Objective.  To provide clinicians with a brief screening tool to predict accurately which individuals may develop aberrant behaviors when prescribed opioids for chronic pain.

Design.  One hundred and eighty-five consecutive new patients treated in one pain clinic took the self-administered Opioid Risk Tool (ORT). The ORT measured the following risk factors associated in scientific literature with substance abuse: personal and family history of substance abuse; age; history of preadolescent sexual abuse; and certain psychological diseases. Patients received scores of 0–3 (low risk), 4–7 (moderate risk), or ≥ 8 (high risk), indicating the probability of their displaying opioid-related aberrant behaviors. All patients were monitored for aberrant behaviors for 12 months after their initial visits.

Results.  For those patients with a risk category of low, 17 out of 18 (94.4%) did not display an aberrant behavior. For those patients with a risk category of high, 40 out of 44 (90.9%) did display an aberrant behavior. The authors used the c statistic to validate the ORT, because it simultaneously assesses sensitivity and specificity. The ORT displayed excellent discrimination for both the male (c = 0.82) and the female (c = 0.85) prognostic models.

Conclusion.  In a preliminary study, among patients prescribed opioids for chronic pain, the ORT exhibited a high degree of sensitivity and specificity for determining which individuals are at risk for opioid-related, aberrant behaviors. Further studies in a variety of pain and nonpain settings are needed to determine the ORT's universal applicability.

(Data excerpts)

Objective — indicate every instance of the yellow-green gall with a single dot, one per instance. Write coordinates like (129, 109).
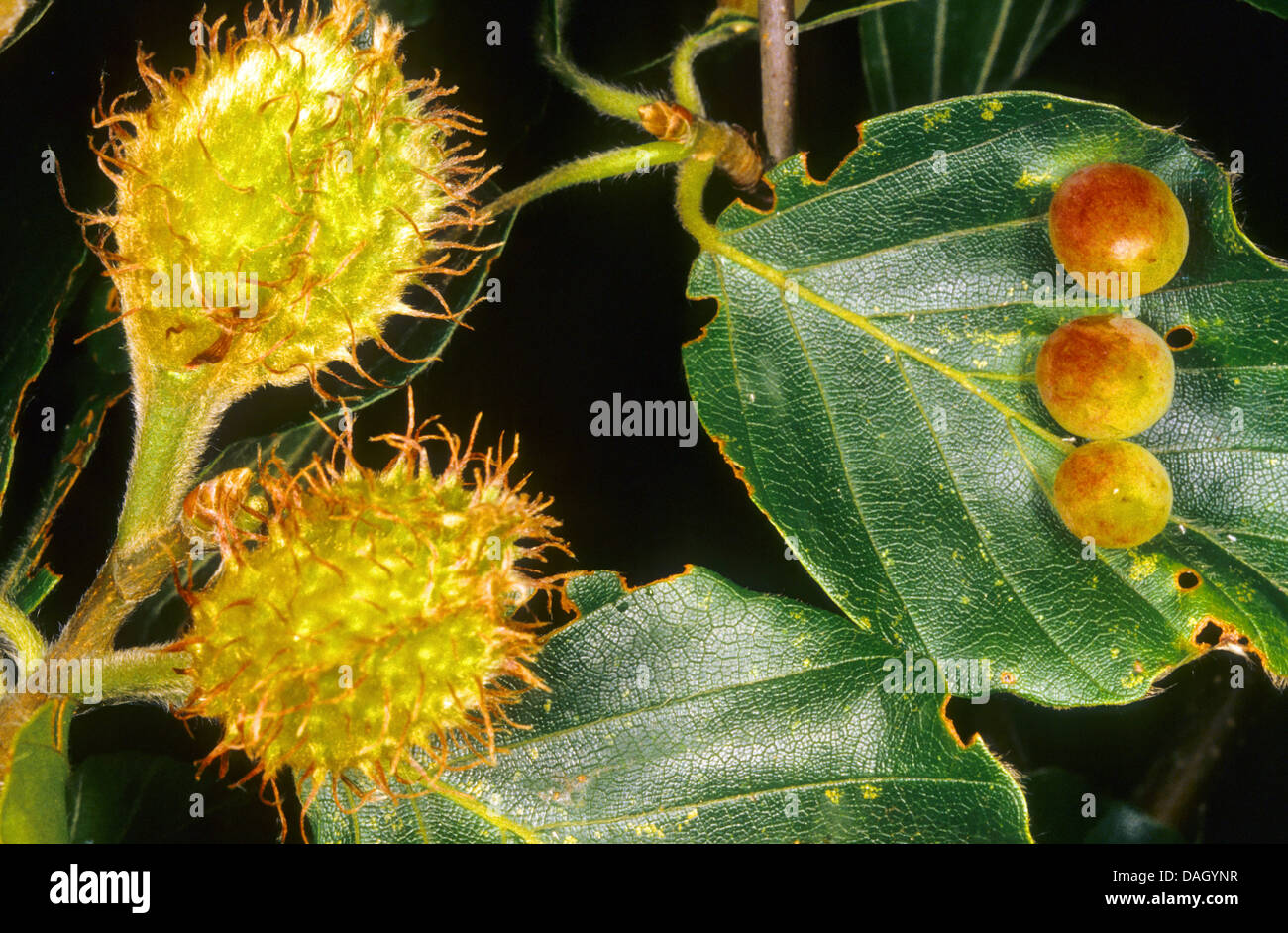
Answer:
(1113, 491)
(374, 613)
(1106, 376)
(274, 203)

▶ **Things to do**:
[a] Rewrite the part of the opioid screening abstract that opens with "Conclusion.  In a" and closes with "ORT's universal applicability.", putting "pilot study" in place of "preliminary study".
[b] According to the opioid screening abstract, how long were patients monitored for aberrant behaviors after their initial visits?

▶ **Responses by task**:
[a]
Conclusion.  In a pilot study, among patients prescribed opioids for chronic pain, the ORT exhibited a high degree of sensitivity and specificity for determining which individuals are at risk for opioid-related, aberrant behaviors. Further studies in a variety of pain and nonpain settings are needed to determine the ORT's universal applicability.

[b] 12 months